課題:
a. 本文で、後期高齢者の医療費負担の判定基準の一つとして挙げられている課税所得の額はいくらか。
b. 本文の内容を二文で要約せよ。

本文:
###
4. 75歳以上の医療費負担、単身世帯と夫婦世帯で判定基準は違う?
後期高齢者医療制度における医療費の窓口負担割合は、個人の収入だけで決まるわけではありません。
同じ世帯にいる後期高齢者全員の所得を合計し、世帯単位で判断される仕組みになっています。
したがって、「ご自身の収入が少ないから自己負担も軽くなる」とは限らない点には注意が必要です。
たとえば、ご本人の年金収入がそれほど多くなくても、同じ世帯の配偶者などに一定以上の所得がある場合、世帯全体では「現役並み所得者」と判定されることがあります。
このケースでは、医療機関での自己負担割合は3割となってしまいます。
判定基準の一つとして知っておきたいのが、世帯内に課税所得145万円以上の後期高齢者がいるかどうかです。
該当する方がいる世帯は、原則として現役並み所得者と見なされ、3割負担になる可能性が高まります。
特に、夫婦の一方に収入や年金が多く支給されている世帯では、単身世帯よりも世帯合算の判定基準を超えやすくなる傾向が見られます。
「自分一人の所得」ではなく、配偶者も含めた世帯全体の所得水準で負担割合が決まるという制度の基本的な考え方を、事前に理解しておくことが大切です。
###
提供資料:

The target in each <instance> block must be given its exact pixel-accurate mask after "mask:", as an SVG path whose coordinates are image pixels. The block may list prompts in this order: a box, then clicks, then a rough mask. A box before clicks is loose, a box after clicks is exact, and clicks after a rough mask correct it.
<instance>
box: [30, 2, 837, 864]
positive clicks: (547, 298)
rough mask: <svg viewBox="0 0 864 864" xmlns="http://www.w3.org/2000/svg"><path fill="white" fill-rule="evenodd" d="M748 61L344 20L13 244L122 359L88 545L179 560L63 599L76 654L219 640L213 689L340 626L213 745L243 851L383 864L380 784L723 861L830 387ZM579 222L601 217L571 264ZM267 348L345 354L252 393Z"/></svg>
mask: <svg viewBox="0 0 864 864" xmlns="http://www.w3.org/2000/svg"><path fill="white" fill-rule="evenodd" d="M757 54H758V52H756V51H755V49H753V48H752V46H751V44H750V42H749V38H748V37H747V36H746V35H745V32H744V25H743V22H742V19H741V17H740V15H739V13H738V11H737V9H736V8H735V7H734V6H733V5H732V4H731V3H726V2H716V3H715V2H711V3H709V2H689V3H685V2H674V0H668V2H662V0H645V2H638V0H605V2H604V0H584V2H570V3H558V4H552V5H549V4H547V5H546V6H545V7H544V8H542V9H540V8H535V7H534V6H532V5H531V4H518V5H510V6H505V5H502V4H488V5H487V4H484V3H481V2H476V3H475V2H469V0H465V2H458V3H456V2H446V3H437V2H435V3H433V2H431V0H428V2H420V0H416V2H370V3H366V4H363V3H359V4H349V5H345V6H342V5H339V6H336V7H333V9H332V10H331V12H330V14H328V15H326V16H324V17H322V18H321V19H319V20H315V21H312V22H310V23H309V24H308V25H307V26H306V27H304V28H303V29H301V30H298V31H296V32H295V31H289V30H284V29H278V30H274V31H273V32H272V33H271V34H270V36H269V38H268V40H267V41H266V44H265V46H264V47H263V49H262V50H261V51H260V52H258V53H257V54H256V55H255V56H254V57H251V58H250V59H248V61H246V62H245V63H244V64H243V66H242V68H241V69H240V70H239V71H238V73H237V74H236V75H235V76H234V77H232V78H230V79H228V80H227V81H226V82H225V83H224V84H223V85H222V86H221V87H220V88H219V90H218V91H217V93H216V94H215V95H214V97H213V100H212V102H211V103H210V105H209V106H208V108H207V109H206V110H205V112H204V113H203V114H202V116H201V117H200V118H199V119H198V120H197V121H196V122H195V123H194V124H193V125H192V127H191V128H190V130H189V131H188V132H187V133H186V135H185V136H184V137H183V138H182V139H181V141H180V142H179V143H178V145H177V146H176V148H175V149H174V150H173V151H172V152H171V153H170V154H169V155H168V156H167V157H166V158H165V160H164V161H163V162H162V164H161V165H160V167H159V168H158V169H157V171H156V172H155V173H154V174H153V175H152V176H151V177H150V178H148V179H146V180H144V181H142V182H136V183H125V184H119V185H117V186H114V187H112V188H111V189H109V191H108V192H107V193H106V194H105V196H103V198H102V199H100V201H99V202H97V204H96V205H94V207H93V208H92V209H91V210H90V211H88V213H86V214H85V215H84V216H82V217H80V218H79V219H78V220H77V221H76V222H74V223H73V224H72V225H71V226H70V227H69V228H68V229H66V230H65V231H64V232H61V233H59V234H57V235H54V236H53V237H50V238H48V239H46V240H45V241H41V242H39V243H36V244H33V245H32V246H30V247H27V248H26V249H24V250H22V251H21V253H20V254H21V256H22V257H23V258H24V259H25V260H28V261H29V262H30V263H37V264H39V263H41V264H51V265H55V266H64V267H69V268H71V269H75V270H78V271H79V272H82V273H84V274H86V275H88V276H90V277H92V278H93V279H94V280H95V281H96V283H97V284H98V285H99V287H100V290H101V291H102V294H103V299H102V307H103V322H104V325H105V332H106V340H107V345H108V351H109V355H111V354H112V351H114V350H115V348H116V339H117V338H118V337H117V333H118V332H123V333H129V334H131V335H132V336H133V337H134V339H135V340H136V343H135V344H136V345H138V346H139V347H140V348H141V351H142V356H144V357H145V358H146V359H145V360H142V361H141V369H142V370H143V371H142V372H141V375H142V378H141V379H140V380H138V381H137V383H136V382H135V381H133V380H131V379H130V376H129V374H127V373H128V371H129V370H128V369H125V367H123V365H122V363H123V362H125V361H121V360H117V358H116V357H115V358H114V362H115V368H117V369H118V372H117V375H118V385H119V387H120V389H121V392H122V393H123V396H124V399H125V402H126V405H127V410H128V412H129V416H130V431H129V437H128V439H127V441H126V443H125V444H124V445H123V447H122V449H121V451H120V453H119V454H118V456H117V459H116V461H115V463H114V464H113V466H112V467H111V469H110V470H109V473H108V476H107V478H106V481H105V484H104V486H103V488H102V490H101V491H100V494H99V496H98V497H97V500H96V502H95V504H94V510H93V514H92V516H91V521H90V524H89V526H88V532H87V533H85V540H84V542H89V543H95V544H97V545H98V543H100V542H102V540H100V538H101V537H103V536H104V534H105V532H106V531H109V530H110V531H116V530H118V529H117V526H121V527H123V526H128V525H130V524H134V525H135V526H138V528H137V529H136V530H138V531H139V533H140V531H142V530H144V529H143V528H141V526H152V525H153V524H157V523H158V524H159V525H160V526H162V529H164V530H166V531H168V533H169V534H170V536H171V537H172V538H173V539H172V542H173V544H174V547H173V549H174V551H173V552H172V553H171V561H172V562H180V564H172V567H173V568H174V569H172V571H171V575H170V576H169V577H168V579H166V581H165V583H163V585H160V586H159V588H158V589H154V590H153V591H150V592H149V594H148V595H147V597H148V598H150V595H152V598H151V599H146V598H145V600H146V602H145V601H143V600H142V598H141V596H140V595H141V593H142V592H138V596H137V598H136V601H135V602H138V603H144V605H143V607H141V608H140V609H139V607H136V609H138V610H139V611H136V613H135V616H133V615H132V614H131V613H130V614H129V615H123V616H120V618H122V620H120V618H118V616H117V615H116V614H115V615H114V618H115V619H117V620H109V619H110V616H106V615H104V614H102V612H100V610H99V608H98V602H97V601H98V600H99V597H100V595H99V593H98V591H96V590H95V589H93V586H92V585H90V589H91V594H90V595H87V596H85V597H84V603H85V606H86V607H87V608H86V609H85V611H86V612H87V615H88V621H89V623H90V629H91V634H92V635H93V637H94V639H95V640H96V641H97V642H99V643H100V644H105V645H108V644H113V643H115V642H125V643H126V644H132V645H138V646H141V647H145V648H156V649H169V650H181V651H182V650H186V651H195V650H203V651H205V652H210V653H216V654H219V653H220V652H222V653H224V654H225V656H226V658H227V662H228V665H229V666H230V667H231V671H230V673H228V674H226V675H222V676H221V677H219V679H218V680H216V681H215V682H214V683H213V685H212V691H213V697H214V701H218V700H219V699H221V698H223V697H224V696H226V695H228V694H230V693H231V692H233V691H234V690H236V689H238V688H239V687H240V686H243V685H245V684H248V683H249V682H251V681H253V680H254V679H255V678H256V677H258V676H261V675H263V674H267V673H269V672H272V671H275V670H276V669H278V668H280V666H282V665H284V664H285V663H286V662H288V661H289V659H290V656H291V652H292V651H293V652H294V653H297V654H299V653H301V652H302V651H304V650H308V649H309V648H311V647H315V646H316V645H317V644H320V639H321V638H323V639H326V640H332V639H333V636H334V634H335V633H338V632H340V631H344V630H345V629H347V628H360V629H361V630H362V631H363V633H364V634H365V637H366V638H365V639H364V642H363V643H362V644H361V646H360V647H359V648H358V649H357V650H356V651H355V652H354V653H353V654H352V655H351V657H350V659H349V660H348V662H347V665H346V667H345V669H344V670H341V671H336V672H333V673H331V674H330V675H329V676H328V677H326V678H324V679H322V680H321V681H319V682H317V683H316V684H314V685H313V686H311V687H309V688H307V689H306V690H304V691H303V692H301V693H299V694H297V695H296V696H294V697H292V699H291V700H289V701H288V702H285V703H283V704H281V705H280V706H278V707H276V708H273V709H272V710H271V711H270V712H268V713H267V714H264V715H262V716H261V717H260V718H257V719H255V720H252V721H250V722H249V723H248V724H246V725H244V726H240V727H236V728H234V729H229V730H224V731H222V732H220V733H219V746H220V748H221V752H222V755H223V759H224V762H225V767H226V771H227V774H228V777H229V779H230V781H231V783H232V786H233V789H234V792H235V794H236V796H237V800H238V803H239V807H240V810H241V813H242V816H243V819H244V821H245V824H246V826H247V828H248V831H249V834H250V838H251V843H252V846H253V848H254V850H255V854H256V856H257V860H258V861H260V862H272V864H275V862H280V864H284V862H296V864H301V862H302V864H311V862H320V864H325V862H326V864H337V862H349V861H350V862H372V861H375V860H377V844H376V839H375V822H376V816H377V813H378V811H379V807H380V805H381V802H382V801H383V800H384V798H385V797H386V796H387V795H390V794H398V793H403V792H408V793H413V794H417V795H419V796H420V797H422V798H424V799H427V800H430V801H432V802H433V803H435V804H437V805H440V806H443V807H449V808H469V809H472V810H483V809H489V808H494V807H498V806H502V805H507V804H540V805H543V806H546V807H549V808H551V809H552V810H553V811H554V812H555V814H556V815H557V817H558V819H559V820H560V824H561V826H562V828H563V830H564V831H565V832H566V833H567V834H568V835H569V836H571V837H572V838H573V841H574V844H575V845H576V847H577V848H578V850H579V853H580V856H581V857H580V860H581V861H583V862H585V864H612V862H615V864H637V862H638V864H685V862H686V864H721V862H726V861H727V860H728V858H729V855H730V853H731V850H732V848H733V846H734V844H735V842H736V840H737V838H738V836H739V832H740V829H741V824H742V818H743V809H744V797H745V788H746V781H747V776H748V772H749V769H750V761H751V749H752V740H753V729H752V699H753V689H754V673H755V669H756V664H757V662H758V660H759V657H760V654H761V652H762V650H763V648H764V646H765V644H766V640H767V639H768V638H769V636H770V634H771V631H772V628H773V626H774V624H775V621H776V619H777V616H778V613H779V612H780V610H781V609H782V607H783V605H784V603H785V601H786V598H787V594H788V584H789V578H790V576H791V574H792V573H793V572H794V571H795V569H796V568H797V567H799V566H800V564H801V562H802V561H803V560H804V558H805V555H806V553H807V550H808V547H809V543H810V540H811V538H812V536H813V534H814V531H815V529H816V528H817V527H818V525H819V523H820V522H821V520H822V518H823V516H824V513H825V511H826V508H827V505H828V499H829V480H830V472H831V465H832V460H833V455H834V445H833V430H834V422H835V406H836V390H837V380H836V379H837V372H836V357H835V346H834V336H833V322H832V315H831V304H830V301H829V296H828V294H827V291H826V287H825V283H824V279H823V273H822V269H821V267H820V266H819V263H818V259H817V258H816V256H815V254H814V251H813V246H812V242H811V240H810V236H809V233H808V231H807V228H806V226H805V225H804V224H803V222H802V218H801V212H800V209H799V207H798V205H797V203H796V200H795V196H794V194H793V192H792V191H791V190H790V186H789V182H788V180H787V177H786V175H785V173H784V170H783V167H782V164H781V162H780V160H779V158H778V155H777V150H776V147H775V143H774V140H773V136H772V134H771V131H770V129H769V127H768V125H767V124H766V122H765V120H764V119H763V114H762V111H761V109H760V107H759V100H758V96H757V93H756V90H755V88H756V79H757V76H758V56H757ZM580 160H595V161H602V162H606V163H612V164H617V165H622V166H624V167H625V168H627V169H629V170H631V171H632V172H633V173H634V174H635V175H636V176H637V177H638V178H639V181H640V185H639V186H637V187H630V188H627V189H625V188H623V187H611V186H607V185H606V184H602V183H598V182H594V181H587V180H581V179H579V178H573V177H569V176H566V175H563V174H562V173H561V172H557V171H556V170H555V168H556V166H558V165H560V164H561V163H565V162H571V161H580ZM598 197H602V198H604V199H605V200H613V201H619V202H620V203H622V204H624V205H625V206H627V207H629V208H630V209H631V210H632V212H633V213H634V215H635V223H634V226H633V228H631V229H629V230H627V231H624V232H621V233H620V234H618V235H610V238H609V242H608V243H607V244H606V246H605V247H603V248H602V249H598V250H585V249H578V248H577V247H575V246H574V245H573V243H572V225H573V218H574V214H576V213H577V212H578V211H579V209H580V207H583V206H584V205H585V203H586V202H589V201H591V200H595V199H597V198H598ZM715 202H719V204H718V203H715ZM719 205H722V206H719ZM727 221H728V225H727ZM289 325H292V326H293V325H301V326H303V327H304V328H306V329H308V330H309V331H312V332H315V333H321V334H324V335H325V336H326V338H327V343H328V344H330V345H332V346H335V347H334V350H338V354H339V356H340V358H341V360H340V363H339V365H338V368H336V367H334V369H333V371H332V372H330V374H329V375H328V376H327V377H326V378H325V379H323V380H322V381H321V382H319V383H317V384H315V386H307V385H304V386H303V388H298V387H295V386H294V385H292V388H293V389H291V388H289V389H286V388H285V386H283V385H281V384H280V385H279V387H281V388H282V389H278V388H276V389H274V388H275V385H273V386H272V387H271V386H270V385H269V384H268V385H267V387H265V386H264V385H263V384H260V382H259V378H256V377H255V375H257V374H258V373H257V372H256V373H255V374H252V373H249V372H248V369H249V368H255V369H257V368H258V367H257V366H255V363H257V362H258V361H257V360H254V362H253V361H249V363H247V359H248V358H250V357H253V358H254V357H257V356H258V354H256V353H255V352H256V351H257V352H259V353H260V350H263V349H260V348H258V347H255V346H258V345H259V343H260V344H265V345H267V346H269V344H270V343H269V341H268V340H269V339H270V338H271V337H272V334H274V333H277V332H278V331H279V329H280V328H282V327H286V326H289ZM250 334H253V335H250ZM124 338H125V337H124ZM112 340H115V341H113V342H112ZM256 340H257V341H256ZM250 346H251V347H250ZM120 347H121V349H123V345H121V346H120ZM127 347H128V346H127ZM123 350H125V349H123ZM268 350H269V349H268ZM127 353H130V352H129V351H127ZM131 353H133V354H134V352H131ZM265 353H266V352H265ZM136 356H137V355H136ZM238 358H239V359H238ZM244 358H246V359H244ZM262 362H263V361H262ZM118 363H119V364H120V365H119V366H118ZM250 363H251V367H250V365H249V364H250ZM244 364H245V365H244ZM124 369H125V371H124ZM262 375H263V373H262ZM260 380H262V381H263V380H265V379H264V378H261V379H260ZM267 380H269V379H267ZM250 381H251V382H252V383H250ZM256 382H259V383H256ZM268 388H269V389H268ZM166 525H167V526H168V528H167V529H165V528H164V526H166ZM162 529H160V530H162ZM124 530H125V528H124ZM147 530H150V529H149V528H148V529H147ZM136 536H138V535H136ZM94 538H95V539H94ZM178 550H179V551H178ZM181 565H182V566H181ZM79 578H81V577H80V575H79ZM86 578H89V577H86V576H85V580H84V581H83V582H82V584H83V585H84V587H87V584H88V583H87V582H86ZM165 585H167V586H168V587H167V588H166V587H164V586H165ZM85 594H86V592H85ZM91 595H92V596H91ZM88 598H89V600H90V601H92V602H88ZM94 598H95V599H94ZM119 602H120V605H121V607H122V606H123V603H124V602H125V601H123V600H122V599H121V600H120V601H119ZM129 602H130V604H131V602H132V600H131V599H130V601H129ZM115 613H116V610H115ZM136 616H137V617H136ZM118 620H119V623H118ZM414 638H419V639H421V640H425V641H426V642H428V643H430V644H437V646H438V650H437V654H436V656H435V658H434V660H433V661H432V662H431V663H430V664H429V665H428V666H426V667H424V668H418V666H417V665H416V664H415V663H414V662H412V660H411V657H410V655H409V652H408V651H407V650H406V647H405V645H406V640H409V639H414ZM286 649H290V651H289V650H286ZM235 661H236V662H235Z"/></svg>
###
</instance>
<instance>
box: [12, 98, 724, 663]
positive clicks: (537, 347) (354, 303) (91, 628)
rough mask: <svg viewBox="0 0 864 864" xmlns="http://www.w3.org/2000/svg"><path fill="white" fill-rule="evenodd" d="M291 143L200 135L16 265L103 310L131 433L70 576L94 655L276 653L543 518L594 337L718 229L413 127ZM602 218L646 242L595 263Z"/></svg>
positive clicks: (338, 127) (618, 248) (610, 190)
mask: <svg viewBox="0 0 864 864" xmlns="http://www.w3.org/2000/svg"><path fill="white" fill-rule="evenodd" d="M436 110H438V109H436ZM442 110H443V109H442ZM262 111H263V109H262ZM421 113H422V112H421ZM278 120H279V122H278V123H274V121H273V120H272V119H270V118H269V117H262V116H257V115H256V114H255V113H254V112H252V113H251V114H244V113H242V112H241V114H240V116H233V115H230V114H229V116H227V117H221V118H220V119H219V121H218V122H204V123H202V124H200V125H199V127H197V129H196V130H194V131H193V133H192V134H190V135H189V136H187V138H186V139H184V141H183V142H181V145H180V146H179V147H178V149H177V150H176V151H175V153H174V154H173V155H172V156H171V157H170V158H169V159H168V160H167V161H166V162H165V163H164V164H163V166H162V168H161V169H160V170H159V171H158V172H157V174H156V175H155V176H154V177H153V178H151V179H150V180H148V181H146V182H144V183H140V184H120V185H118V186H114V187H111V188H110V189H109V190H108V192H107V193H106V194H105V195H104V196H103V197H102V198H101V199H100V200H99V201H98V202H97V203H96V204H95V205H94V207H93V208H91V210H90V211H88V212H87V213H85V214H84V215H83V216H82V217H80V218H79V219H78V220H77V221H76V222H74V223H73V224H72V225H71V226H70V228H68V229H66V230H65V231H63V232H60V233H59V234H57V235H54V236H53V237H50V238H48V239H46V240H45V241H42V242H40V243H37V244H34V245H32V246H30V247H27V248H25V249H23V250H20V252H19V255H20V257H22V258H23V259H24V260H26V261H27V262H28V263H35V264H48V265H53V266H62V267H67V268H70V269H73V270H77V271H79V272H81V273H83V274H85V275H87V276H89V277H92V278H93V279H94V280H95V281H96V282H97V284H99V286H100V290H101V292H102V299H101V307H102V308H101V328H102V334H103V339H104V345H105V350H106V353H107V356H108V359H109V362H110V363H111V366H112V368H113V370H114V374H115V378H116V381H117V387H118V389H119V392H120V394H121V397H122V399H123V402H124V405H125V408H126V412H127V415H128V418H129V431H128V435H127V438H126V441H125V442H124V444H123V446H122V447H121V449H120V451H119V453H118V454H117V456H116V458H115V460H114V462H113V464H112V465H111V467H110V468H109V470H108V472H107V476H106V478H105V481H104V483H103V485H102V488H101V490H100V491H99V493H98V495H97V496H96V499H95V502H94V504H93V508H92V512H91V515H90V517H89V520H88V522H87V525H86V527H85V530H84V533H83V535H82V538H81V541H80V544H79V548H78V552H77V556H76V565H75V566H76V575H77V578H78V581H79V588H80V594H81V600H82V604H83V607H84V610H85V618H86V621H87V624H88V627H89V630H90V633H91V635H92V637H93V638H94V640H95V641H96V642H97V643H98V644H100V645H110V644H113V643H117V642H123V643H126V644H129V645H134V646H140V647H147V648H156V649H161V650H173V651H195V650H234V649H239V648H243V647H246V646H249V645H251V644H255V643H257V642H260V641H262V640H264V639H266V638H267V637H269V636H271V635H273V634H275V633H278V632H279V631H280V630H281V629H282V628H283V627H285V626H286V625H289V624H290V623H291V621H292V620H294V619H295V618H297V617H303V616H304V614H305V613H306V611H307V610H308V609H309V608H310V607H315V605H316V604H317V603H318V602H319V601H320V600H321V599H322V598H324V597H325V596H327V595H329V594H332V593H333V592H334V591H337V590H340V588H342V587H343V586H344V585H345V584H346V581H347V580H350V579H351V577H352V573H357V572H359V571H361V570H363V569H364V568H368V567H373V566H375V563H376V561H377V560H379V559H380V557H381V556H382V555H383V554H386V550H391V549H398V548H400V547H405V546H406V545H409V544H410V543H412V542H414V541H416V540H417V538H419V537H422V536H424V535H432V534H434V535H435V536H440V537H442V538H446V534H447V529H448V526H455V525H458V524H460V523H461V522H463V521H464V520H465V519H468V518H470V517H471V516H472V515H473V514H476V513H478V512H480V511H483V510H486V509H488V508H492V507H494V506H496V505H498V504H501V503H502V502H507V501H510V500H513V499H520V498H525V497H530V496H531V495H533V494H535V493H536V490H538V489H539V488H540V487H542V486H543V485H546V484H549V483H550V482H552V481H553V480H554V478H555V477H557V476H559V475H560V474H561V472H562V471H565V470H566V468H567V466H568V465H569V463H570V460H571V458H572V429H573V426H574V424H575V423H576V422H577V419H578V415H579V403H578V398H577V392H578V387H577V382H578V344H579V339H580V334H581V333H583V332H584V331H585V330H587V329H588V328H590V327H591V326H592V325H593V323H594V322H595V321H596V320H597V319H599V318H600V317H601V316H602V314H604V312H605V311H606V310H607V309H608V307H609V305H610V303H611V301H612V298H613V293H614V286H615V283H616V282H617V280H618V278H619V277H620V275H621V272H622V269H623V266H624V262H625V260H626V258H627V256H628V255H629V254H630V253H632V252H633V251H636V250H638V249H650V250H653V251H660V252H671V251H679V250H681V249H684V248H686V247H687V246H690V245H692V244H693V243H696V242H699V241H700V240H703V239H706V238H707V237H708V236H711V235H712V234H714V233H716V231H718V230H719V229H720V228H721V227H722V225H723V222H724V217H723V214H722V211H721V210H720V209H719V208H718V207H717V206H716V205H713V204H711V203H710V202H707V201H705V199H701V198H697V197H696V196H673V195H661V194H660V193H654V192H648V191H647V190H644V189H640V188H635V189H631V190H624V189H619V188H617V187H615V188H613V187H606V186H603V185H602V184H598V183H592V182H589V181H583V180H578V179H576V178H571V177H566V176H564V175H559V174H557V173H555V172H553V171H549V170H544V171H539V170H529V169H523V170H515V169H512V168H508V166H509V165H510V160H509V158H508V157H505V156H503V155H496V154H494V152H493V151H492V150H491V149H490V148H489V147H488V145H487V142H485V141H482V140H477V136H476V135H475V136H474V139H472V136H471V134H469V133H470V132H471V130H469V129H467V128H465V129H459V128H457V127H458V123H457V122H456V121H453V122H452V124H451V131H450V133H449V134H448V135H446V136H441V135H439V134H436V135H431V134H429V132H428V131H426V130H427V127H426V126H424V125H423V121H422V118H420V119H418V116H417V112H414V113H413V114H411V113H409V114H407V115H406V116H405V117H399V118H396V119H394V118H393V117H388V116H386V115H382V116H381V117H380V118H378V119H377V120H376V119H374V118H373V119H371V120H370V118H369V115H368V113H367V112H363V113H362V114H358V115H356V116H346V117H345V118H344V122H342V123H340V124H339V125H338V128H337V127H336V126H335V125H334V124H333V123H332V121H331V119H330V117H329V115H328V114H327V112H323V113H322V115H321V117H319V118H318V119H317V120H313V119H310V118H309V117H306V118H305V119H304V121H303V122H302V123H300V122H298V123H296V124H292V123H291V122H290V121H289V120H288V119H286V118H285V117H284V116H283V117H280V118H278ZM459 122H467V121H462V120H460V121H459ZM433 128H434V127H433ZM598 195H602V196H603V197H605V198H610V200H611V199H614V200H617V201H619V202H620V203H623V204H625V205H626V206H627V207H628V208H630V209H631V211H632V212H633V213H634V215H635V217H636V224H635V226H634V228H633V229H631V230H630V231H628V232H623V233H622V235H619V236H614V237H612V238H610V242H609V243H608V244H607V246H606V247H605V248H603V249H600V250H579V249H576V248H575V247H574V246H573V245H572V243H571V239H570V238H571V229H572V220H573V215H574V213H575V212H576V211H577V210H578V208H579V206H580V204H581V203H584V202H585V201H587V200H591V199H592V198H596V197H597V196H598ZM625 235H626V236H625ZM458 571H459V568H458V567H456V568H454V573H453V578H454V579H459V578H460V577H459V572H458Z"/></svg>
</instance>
###
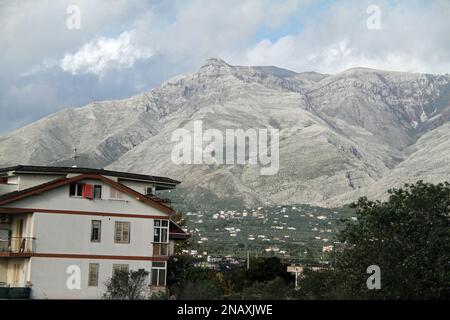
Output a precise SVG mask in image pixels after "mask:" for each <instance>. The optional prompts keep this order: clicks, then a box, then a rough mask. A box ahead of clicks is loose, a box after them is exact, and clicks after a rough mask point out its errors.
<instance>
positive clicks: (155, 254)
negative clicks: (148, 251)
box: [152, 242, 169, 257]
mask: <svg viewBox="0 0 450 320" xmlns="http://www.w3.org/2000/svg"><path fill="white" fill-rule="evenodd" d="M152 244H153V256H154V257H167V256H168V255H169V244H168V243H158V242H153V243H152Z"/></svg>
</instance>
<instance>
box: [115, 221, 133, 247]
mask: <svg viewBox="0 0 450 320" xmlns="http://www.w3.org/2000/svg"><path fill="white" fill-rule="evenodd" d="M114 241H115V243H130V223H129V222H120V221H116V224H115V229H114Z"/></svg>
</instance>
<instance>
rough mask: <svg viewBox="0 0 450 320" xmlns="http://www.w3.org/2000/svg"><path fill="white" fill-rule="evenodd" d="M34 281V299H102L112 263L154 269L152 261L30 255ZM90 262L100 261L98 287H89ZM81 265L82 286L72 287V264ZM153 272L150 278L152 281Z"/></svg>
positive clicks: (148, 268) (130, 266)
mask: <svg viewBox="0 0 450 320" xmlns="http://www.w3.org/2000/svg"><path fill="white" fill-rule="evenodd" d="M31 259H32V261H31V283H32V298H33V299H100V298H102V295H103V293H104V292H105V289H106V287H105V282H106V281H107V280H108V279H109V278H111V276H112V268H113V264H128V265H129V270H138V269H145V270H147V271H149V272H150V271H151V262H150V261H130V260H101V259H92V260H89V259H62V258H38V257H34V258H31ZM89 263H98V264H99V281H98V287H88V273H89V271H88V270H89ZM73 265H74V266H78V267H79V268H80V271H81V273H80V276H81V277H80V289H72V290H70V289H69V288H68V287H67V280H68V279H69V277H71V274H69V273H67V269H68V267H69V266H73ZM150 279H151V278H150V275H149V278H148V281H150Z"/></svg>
###
解答:
a. 課税所得145万円以上である。

b. 後期高齢者医療制度の窓口負担割合は、個人の収入だけでなく、同じ世帯にいる後期高齢者全員の所得を合計した世帯単位で判断される。そのため本人の収入が少なくても、世帯内に課税所得145万円以上の後期高齢者がいれば原則として現役並み所得者と見なされ、3割負担になる可能性が高まる。